Report every line in the material below that contains the word "white".

====== RECORD EXTRACTS ======

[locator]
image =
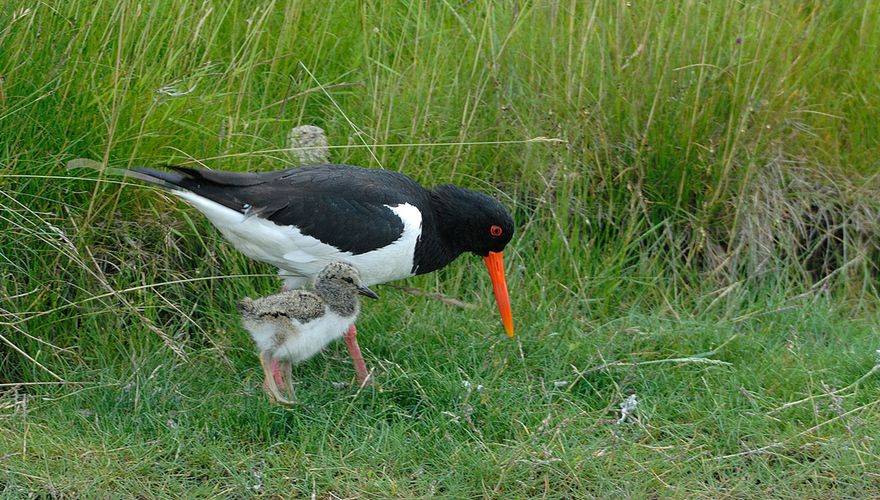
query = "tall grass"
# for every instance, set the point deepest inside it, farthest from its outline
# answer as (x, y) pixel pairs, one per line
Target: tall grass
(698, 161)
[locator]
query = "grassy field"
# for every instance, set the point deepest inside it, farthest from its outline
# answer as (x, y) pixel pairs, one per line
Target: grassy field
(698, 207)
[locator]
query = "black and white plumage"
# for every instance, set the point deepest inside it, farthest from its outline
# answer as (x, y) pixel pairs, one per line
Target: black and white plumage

======
====== RECORD EXTRACTS ======

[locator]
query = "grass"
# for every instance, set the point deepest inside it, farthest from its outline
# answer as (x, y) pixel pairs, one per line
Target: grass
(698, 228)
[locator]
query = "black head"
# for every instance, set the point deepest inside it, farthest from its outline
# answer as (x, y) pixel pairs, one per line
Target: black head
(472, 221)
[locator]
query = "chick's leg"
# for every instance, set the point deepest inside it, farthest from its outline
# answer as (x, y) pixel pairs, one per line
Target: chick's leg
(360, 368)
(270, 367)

======

# [ANSWER IN FULL]
query = "black and white plumage"
Target: black and white plumage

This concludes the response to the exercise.